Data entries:
_ _ _ _

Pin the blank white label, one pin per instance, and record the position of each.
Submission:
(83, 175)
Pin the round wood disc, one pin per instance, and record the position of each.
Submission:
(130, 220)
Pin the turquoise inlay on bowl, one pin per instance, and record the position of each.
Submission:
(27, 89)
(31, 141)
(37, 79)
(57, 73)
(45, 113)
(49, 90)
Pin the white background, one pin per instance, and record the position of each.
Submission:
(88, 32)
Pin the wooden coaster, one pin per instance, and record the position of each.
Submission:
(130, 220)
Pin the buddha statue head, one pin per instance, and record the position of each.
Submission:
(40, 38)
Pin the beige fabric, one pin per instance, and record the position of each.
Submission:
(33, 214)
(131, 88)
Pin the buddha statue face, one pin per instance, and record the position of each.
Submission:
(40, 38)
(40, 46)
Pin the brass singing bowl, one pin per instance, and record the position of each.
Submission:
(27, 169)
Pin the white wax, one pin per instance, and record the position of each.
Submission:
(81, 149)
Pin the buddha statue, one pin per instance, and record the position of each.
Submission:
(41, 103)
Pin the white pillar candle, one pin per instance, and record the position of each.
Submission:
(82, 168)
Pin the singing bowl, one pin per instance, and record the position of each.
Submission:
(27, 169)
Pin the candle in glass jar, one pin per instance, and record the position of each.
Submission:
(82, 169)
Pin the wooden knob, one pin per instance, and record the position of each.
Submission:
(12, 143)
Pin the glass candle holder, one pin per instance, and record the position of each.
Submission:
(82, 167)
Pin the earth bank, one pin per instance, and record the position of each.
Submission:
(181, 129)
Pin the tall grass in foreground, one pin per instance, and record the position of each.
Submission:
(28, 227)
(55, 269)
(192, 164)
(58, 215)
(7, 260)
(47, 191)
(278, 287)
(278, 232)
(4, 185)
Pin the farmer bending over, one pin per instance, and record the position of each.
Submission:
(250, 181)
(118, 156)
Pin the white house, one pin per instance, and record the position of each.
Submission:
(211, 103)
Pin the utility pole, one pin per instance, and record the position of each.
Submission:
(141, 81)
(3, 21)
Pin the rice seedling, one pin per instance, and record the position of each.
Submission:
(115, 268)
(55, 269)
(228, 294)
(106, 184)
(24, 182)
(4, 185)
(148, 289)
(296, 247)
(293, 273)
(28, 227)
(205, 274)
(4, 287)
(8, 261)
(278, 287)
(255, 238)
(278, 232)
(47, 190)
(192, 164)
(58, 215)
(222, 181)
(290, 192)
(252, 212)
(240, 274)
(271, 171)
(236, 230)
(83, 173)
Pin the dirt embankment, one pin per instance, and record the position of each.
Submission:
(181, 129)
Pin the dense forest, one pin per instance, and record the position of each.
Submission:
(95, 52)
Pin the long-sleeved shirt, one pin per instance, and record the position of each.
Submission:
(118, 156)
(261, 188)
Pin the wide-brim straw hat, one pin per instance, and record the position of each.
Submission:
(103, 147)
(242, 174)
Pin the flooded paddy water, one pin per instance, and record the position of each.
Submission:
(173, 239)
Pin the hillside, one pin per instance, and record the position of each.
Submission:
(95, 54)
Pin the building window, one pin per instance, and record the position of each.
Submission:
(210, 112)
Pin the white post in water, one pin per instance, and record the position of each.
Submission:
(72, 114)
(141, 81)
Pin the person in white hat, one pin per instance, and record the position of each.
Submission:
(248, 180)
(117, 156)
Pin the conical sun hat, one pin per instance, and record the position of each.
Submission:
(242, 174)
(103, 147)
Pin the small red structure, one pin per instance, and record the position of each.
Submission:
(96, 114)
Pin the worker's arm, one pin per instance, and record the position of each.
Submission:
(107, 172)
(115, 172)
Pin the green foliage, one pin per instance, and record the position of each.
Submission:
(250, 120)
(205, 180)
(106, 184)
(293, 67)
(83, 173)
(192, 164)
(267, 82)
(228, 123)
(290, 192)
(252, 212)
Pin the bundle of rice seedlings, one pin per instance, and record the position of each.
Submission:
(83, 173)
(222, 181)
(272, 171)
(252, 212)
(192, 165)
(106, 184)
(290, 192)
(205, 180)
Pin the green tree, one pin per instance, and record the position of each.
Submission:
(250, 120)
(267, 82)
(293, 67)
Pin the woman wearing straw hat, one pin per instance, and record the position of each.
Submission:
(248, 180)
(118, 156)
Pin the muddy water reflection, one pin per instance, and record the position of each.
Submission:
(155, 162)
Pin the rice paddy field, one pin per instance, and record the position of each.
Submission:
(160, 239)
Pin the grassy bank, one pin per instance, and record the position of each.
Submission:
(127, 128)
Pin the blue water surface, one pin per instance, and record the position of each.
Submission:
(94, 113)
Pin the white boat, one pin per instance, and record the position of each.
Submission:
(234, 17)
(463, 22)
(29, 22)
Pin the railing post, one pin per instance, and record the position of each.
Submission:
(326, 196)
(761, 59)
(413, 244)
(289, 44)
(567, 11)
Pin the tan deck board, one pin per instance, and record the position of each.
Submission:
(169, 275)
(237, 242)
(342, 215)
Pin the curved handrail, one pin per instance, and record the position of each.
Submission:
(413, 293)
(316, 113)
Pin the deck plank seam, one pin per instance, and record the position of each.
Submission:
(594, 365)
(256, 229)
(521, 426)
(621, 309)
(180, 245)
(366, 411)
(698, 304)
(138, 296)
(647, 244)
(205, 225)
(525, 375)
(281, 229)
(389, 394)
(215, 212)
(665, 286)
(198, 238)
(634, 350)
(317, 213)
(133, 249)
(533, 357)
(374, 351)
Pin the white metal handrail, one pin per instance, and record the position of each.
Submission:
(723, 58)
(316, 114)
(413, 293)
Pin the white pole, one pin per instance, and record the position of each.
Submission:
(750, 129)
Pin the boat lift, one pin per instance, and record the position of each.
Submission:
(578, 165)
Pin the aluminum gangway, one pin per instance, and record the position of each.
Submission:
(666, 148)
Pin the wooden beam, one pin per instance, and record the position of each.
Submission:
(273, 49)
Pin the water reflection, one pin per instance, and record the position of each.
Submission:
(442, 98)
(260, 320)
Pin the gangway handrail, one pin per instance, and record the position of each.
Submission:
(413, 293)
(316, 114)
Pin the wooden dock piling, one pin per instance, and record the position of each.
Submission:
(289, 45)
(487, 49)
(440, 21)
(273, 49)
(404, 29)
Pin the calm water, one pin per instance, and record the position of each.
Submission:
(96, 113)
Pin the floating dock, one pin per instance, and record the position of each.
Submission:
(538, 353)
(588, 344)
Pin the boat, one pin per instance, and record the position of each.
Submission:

_ _ _ _

▶ _Task objective_:
Replace "Submission" with "Response" in every row, leaving all other text unchanged.

▶ _Exercise solution_:
Pin the blank white label, one pin per instance, and record the position of each.
Response:
(83, 175)
Pin the round wood disc, one pin per instance, and record the position of each.
Response:
(130, 220)
Pin the turquoise inlay on bowl, one pin per instance, and record the position of each.
Response:
(27, 89)
(31, 141)
(37, 79)
(57, 73)
(45, 113)
(49, 90)
Pin the white background, one pin per instance, and record the position of each.
Response:
(88, 32)
Pin the wooden coaster, one pin per instance, and record the position of each.
Response:
(130, 220)
Pin the buddha statue head, one pin per instance, and record the position of each.
Response:
(40, 38)
Pin the beige fabric, one pin per instance, and record the position of each.
Response:
(33, 214)
(131, 88)
Pin the buddha statue face, one pin per instance, and record the position of each.
Response:
(40, 38)
(40, 46)
Pin the brass singing bowl, one pin per instance, and record the position of each.
Response:
(27, 169)
Pin the white wax, one pin per instance, and record the position of each.
Response:
(81, 149)
Pin the buddha statue, one pin per instance, and record the position of each.
Response:
(41, 103)
Pin the white pillar candle, one pin per instance, and record the position of each.
Response:
(82, 168)
Pin the singing bowl, one pin per instance, and record the position of each.
Response:
(27, 169)
Pin the candle in glass jar, one pin per instance, and record the position of each.
Response:
(82, 169)
Pin the wooden knob, one pin per instance, and record the position of each.
Response:
(12, 143)
Pin the glass candle holder, one pin per instance, and record the position of each.
Response:
(82, 167)
Pin the earth bank, one pin per instance, and record the position of each.
Response:
(181, 129)
Pin the tall grass in foreground, one pin per instance, and record the position of each.
Response:
(28, 227)
(55, 269)
(192, 164)
(58, 215)
(7, 260)
(47, 191)
(278, 287)
(278, 232)
(4, 185)
Pin the farmer bending over, one pin per instance, and record the position of each.
Response:
(250, 181)
(118, 156)
Pin the white house, one pin per instance, and record the position of each.
Response:
(211, 103)
Pin the utility pole, one pin per instance, and record the position of each.
Response:
(141, 81)
(3, 21)
Pin the rice seedling, one pin per instance, and record the position of each.
Response:
(115, 268)
(55, 269)
(228, 294)
(106, 184)
(24, 182)
(4, 185)
(148, 289)
(296, 247)
(293, 273)
(28, 227)
(205, 274)
(4, 287)
(8, 261)
(278, 287)
(255, 238)
(278, 232)
(47, 190)
(192, 164)
(58, 215)
(222, 181)
(290, 192)
(252, 212)
(240, 274)
(271, 171)
(236, 230)
(83, 173)
Pin the dirt embankment, one pin per instance, and record the position of each.
Response:
(181, 129)
Pin the dense forest, one pin per instance, and record the position of each.
Response:
(95, 52)
Pin the long-sleeved shirt, one pin per instance, and record the position of each.
Response:
(118, 156)
(261, 188)
Pin the wide-brim straw hat, one pin per instance, and record the position of each.
Response:
(103, 147)
(242, 174)
Pin the flooded paddy water, one pin per instance, and record the position of each.
Response:
(173, 239)
Pin the hillside, one pin per instance, and record the position of each.
Response:
(95, 54)
Pin the building window, one pin per instance, and record the position of each.
Response:
(210, 112)
Pin the white post in water, one pin per instance, and record the position of each.
Response:
(72, 114)
(141, 81)
Pin the person in white hat, one pin per instance, and record the position of each.
Response:
(248, 180)
(117, 156)
Pin the conical sun hat, one pin per instance, and record the position of each.
Response:
(242, 174)
(103, 147)
Pin the small red structure, one pin per instance, and record the position of each.
Response:
(96, 114)
Pin the worker's arm, one pin per instance, and record the position of each.
Response:
(107, 172)
(115, 172)
Pin the green foliage, one pin per instance, and record the position of each.
Response:
(250, 120)
(205, 180)
(106, 184)
(293, 67)
(83, 173)
(192, 164)
(267, 82)
(228, 123)
(290, 192)
(252, 212)
Pin the bundle of rice seedlings, one pin per instance, and record the position of each.
Response:
(83, 173)
(222, 181)
(272, 171)
(252, 212)
(192, 165)
(106, 184)
(290, 192)
(205, 180)
Pin the green tree, one pin per instance, and record the position of each.
Response:
(250, 120)
(267, 82)
(293, 67)
Pin the woman wearing straw hat, one pin per instance, and record the position of each.
Response:
(248, 180)
(118, 156)
Pin the muddy water reflection, one pin per instance, and record the position of each.
Response:
(155, 162)
Pin the rice paddy field, one pin per instance, and record the position of each.
Response:
(160, 239)
Pin the grassy bank, one pin per instance, and record the position of each.
Response:
(127, 128)
Pin the blue water surface, one pin per instance, and record the position of each.
Response:
(94, 113)
Pin the white boat, one pin per instance, and record the position of each.
Response:
(234, 17)
(463, 22)
(29, 22)
Pin the railing post, one pin per instance, and record the position of each.
Response:
(326, 196)
(761, 59)
(413, 244)
(289, 44)
(567, 11)
Pin the tan deck board, one pin per instance, and record the position of each.
Response:
(169, 275)
(237, 242)
(342, 215)
Pin the curved handrail, one pin per instance, and record the position of each.
Response:
(413, 293)
(316, 113)
Pin the deck plank seam, one pin per instance, and record the position of each.
Response:
(594, 365)
(256, 229)
(521, 426)
(621, 309)
(180, 245)
(366, 411)
(698, 304)
(138, 296)
(647, 244)
(205, 225)
(525, 375)
(281, 229)
(389, 394)
(215, 212)
(665, 286)
(198, 238)
(634, 350)
(317, 213)
(133, 249)
(533, 357)
(374, 351)
Pin the white metal handrail, one pin per instance, and record the position of each.
Response:
(723, 58)
(316, 114)
(413, 293)
Pin the white pole, one pin per instance, and record the position of each.
Response:
(750, 129)
Pin the boat lift, one pin per instance, and record the position of each.
Response:
(578, 165)
Pin the aluminum gangway, one pin per instance, and record the position of each.
Response:
(666, 148)
Pin the wooden beam, one pin per instance, and record the position of each.
Response:
(273, 49)
Pin the water reflection, one pin per instance, and record the position of each.
Response:
(442, 98)
(260, 320)
Pin the gangway handrail, one pin per instance, and record the position of each.
Response:
(413, 293)
(316, 114)
Pin the wooden dock piling, one pin per instance, and record the position of each.
Response:
(289, 45)
(487, 49)
(440, 21)
(273, 49)
(404, 29)
Pin the calm water, one pin per instance, and record the position of each.
Response:
(96, 113)
Pin the floating dock, one pin per instance, and record the position of each.
Response:
(538, 353)
(588, 344)
Pin the boat, one pin per instance, and record the position of each.
Response:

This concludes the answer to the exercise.